_TASK TO COMPLETE_
Write the records out again exactly, but without pictures.

Saved entries
--- START ---

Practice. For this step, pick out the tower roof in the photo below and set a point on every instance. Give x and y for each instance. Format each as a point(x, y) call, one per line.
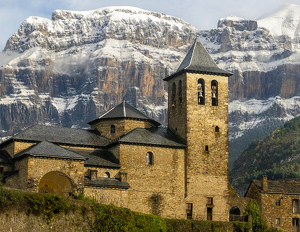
point(124, 110)
point(198, 60)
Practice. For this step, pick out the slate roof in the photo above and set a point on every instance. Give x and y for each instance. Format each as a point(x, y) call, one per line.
point(62, 135)
point(106, 182)
point(198, 60)
point(5, 157)
point(279, 186)
point(159, 136)
point(124, 110)
point(99, 158)
point(46, 149)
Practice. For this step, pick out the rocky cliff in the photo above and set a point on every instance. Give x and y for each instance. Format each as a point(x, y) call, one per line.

--- END ---

_RESULT FOR THIS EXERCISE_
Practice. For this step, pick out the tower roof in the photo below and set a point on every instance. Give x and y for each instance. Format each as a point(x, y) call, one per line.
point(124, 110)
point(198, 60)
Practice. For this step, pick out the slate roof in the photo above and set a point on every instance. Give x and y for each instance. Format each as a point(x, y) call, one per line.
point(62, 135)
point(106, 182)
point(198, 60)
point(5, 157)
point(279, 186)
point(159, 136)
point(124, 110)
point(99, 158)
point(46, 149)
Practice. For this step, pick out the rocky cliff in the photo above and set a point on every instance. Give x and y for each instance. Format each as a point(x, y) call, one per line.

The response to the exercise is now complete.